# Stated problem 1:
In the benchmarking thread below, rewrite the paragraph beginning "If apache/arrow-rs and apache/arrow-datafusion repos contain benchmarks" as a short list that keeps its main facts.
# Stated problem 2:
Extend the thread below about benchmarking repos other than apache/arrow, starting after its final comment.

[Document extract start]

What is the process for running benchmarks on repos other than apache/arrow?

andygrove commented 2 years ago

I would like to donate compute resources to run benchmarks for apache/arrow-rs and apache/arrow-datafusion but it doesn't seem like this is possible according to the docs and that benchmarks can only be run against apache/arrow?

ElenaHenderson commented 2 years ago

Hello @andygrove,

Glad to hear you are interested in running benchmarks using arrow-benchmarks-ci.

I added the ability to run benchmarks for multiple repos today after I got your comment.

PR https://github.com/ursacomputing/arrow-benchmarks-ci/pull/48 shows how a repo (e.g., https://github.com/ElenaHenderson/benchmarkable-repo) can be added to be benchmarked. This repo contains both code and benchmarks.

You can find results in Conbench now: https://conbench.ursa.dev/

Here are benchmark results for last two commits in the repo compared to each other: https://conbench.ursa.dev/compare/runs/106c24eda7db4776aca487dda93a37ee...7f204c78e687406d98f4514e828cfeb2/

Here is the Buildkite pipeline with benchmark builds: https://buildkite.com/apache-arrow/arrow-bci-benchmark-on-ec2-t3-xlarge-us-east-2

If apache/arrow-rs and apache/arrow-datafusion repos contain benchmarks, you can use benchmarkable-repo as an example. If benchmarks for apache/arrow-rs and apache/arrow-datafusion repos will live in a different repo, you can use apache/arrow (with benchmarks in https://github.com/ursacomputing/benchmarks) as an example.

I will be documenting the process for adding a new repo to be benchmarked next week. Let me know if you need it sooner.

I can also answer questions if you want to proceed before the document is ready.

Have a great weekend!

ElenaHenderson commented 2 years ago

Please let me know if you are interested in the abilities below and I will figure out how to make them work for multiple repos.

Benchmark results can be posted into a Slack channel like this:

Benchmark results can be posted as PR comments after commit is merged into master:

https://github.com/apache/arrow/pull/12275#issuecomment-1029972722

Committers can request Pull Requests to be benchmarked using this comment: Request: https://github.com/apache/arrow/pull/12164#issuecomment-1014212259 Response: https://github.com/apache/arrow/pull/12164#issuecomment-1014212304

dianaclarke commented 2 years ago

@andygrove I no longer work on Arrow benchmarks, but you might be able to make some use of this initial arrow-datafusion & arrow-rust benchmarking spike:

https://github.com/ursacomputing/benchmarks/pull/79/files

IIUC, you would need to do something similar, but in the arrow-datafusion & arrow-rust repos rather than the ursacomputing/benchmarks repo.

andygrove commented 2 years ago

Thank you @ElenaHenderson and @dianaclarke for the responses. I am putting time aside to work on this over the coming week and will let you know if I have more questions.

dianaclarke commented 2 years ago

@andygrove Here are 2 proof of concept pull requests to get you started.

[Document extract end]
[Excerpted records start]

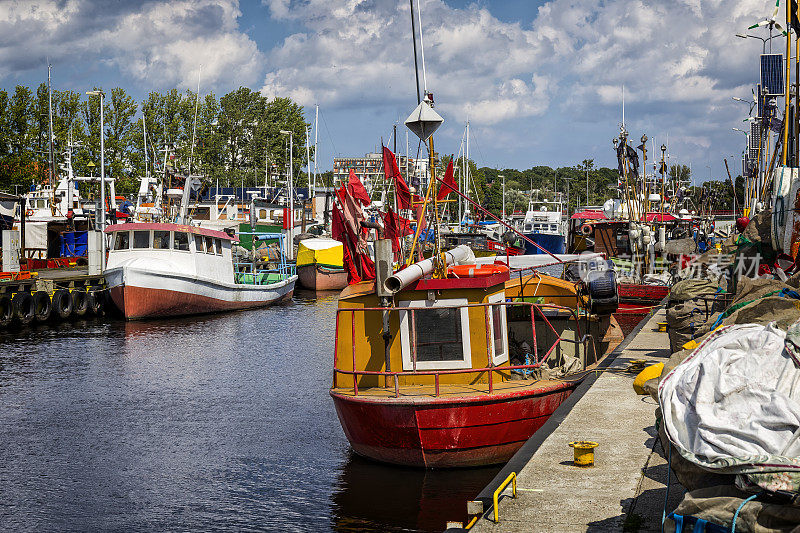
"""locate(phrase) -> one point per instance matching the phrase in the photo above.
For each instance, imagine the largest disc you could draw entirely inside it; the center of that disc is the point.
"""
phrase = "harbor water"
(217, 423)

[Excerpted records end]
[Excerpted records start]

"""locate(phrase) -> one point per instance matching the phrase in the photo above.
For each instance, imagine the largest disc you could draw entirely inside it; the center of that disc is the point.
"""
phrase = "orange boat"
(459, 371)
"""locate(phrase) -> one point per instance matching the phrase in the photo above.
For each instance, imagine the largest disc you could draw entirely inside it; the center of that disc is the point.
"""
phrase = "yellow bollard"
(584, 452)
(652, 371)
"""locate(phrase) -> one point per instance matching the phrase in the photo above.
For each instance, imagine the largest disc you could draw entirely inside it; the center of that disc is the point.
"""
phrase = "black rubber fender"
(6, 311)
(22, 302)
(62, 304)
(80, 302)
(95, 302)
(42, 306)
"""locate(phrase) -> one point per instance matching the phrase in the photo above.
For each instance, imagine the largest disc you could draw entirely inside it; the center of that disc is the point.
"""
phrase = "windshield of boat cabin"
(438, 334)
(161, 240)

[Excerpted records end]

# Final answer 1:
- If apache/arrow-rs and apache/arrow-datafusion contain their own benchmarks, use benchmarkable-repo as an example.
- If their benchmarks will live in a different repo, use apache/arrow as an example, since its benchmarks are kept in https://github.com/ursacomputing/benchmarks.

# Final answer 2:
andygrove commented 2 years ago

Hi @ElenaHenderson. Both the arrow-rs and arrow-datafusion repos now have conbench benchmarks checked in.

Could you point me to the relevant documentation for the next step of adding these to a build pipeline?

ElenaHenderson commented 2 years ago

@andygrove Working on the docs now. Sorry for not getting it done sooner.

ElenaHenderson commented 2 years ago

Hello @andygrove ,

The doc for adding new benchmarkable repo: https://github.com/ursacomputing/arrow-benchmarks-ci/blob/main/docs/how-to-add-new-benchmarkable-repo.md

The doc for adding new benchmark machine (once repo is added): https://github.com/ursacomputing/arrow-benchmarks-ci/blob/main/docs/how-to-add-new-benchmark-machine.md

Note that I tested adding arrow-rs repo this morning and ran its benchmarks on one of machines (Ubuntu 20.04) where apache-arrow benchmarks are run and everything worked. Here are results of arrow-rs benchmarks on conbench:

https://conbench.ursa.dev/runs/acb47dec7d3b460da79d55da1ae9db19/

Ping me if you need anything.

Note that I removed all the code I added to test adding arrow-rs repo.

dianaclarke commented 2 years ago

Nice, thanks @ElenaHenderson!!!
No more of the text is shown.